◆ SELECTION

Jumping into the air he saw that Bloodfist had walked all over the comics stall "That had a White dwarf issue one in it, get im lads!!"


----------



## The Deadman (Apr 4, 2008)

rubylord9 said:


> Picking himself up gracefuly (due to his light wheightyness) he began yelling obscenities at the guardsman who at the time he thought was a half ork he finished his string of insults with "I CHALLENGE YOU MY FRIEND TO A PIT FIGHT AT EXACTLY MIDNIGHT, MELEE WEAPONS ONLY!!!!!!!!" and stomped off to take more drugs and skulk until the fight, just in time it seemed as the huge bug like creature called 'niddy' hunkered round the corner looking particurlarly peckish...


OOC about quote: Who are you challenging?

Deadman didn't appreciate being blasted across the room by Stillie. After recovering from his massive headache he once again rolled his eyes back into his head and created a thunderstorm around the shop with high force winds, (OOC: Could be a hurricane, quote with answer (yes or no only + why)) realising that the winds were a bit too high he did nothing as he was confused about who the surpisingly light elf/human/creature was challenging. To settle his confusion he picked up a heavy set of steel steps and threw them at Stillie. He then realised that they were now teaming up against the bug, so he then used mysterious powers of doom to create the ultimate weapon, a high voltage, high amp electric wire attached to a SCAR-H thermal sight gun.

◆ STATED PROBLEM 1
Answer these questions about the roleplay thread:
(a) What did Bloodfist walk all over?
(b) At what time is the pit fight set to happen?
(c) What did Deadman throw at Stillie?
The roleplay thread above has no connection to the records that follow it.

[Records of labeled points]
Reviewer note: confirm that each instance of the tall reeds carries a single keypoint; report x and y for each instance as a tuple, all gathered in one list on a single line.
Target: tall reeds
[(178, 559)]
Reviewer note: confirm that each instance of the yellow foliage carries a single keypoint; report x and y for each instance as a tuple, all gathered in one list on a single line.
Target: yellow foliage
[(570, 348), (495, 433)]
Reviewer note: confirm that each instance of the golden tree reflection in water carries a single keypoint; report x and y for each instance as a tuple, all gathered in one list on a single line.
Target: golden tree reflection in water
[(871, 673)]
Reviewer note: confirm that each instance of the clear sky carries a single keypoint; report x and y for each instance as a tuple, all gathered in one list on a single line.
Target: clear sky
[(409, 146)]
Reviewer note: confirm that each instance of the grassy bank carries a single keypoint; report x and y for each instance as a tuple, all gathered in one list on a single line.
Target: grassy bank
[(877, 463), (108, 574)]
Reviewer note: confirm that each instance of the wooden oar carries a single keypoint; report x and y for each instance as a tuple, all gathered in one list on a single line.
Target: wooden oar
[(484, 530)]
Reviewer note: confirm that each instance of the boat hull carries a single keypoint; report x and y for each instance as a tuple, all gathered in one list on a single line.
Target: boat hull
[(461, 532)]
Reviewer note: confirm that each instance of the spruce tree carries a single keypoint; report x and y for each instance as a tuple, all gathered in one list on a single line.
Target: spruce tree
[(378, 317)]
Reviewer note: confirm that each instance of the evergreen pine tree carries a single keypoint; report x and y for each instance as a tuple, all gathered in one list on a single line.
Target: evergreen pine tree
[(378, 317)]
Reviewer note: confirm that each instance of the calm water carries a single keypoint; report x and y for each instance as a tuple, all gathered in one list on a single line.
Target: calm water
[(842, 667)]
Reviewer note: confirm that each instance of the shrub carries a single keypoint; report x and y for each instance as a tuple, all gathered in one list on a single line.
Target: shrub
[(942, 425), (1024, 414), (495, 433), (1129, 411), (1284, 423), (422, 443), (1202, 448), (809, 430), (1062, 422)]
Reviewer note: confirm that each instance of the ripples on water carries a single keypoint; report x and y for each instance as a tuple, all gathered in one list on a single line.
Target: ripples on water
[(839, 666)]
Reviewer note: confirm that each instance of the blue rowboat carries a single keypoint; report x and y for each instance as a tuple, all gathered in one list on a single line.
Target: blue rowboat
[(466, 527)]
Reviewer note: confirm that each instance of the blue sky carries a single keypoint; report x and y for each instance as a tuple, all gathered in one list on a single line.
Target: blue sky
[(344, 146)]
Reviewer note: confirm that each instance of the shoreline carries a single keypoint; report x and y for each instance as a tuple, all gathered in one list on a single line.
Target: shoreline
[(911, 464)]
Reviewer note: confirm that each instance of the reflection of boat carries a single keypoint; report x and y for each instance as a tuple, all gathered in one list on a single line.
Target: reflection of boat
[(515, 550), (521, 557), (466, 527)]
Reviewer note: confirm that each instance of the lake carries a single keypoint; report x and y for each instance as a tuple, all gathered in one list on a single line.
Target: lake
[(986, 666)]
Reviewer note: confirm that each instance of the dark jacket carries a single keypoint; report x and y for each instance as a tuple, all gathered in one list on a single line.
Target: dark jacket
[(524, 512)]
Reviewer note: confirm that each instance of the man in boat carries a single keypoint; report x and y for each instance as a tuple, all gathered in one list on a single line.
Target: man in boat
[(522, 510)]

* * *

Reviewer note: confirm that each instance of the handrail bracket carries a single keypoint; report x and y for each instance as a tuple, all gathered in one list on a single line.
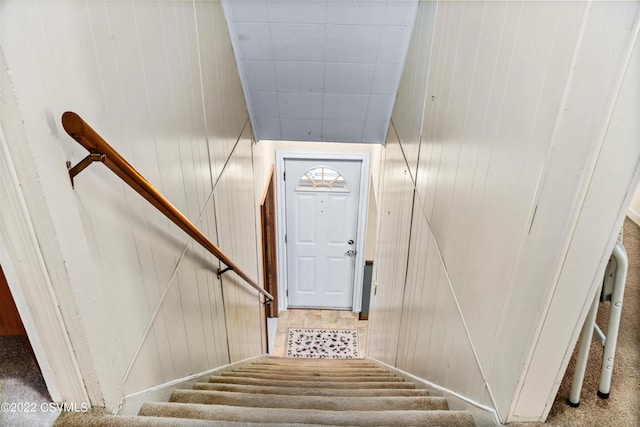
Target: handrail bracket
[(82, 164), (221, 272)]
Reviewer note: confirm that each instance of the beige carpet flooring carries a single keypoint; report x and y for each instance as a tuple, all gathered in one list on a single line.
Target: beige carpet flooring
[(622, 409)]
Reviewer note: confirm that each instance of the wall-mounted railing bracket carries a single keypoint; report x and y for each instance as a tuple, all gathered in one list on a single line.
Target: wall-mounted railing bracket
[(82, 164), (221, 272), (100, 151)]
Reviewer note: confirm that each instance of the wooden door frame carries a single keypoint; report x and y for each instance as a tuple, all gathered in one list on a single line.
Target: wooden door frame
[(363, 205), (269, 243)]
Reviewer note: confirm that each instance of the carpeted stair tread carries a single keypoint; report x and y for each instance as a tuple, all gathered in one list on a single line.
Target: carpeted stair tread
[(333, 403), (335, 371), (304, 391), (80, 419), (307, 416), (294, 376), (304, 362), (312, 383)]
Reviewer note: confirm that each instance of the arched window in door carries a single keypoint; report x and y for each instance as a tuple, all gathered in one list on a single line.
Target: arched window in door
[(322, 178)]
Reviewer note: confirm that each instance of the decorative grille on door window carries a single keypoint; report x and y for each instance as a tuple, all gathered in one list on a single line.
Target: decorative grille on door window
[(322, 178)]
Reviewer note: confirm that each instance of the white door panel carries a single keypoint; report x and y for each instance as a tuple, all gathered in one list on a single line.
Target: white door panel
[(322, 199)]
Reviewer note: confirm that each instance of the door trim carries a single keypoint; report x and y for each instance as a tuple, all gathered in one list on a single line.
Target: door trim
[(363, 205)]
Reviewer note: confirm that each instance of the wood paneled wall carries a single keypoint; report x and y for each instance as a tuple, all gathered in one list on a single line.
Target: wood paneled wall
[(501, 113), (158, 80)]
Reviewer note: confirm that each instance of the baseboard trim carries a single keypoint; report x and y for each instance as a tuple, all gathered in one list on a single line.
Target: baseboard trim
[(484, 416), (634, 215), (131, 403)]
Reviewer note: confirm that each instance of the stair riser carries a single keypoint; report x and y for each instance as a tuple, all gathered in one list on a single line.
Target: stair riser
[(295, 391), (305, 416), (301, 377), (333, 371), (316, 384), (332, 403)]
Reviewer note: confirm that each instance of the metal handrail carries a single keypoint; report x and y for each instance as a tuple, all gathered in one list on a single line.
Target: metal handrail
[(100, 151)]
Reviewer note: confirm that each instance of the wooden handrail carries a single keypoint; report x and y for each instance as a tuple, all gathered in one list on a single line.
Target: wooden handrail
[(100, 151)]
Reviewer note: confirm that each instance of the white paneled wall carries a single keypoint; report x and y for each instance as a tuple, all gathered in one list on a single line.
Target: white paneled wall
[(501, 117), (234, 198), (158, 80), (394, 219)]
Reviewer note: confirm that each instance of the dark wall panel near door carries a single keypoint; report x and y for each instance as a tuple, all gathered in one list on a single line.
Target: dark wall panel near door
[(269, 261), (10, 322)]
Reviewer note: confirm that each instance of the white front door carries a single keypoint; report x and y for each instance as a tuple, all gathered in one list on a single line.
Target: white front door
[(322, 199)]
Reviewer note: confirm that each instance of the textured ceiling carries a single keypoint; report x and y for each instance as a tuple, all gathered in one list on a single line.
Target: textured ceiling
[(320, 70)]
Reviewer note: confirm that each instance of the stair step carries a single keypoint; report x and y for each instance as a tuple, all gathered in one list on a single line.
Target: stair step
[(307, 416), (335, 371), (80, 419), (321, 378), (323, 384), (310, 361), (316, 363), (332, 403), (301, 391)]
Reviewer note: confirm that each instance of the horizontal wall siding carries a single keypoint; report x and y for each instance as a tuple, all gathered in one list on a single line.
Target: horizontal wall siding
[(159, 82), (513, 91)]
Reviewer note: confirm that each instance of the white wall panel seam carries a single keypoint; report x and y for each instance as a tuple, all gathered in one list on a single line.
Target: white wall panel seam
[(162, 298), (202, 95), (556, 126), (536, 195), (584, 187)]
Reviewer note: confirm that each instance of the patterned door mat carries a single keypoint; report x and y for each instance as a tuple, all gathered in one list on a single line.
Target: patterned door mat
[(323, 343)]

◆ STATED PROBLEM 2
In the records, repeat the stretch from the line containing "Reviewer note: confirm that each instance of the dark wall" through the line containing "[(159, 82), (513, 91)]".

◆ ANSWER 1
(a) The comics stall.
(b) Exactly midnight.
(c) A heavy set of steel steps.

◆ ANSWER 2
Reviewer note: confirm that each instance of the dark wall panel near door carries a single keypoint; report x and y for each instance as a tuple, all gathered in one list on a single line.
Target: dark wall panel near door
[(269, 261), (10, 322)]
Reviewer note: confirm that each instance of the white front door carries a single keypoint; report x and y for each instance as a tuple, all gathered in one list on a single line.
Target: white front door
[(322, 199)]
Reviewer note: confirm that each instance of the textured ceiling carries a single keypoint; report x and y for each instance as a tuple, all gathered in one list on a single line.
Target: textured ceiling
[(320, 70)]
Reviewer note: confirm that each instance of the stair step carries a single keypoint; report x and y for each instance as a tuple, all gathered in one list on a single line.
Target: stair step
[(307, 416), (335, 371), (80, 419), (321, 378), (323, 384), (310, 361), (316, 363), (332, 403), (301, 391)]
Reviewer note: confirm that each instance of the horizontal wall siding carries a single keypoint; report x and y for each instance as a tuple, all gathered in one list on a single line.
Target: horizontal wall siding
[(159, 82), (513, 91)]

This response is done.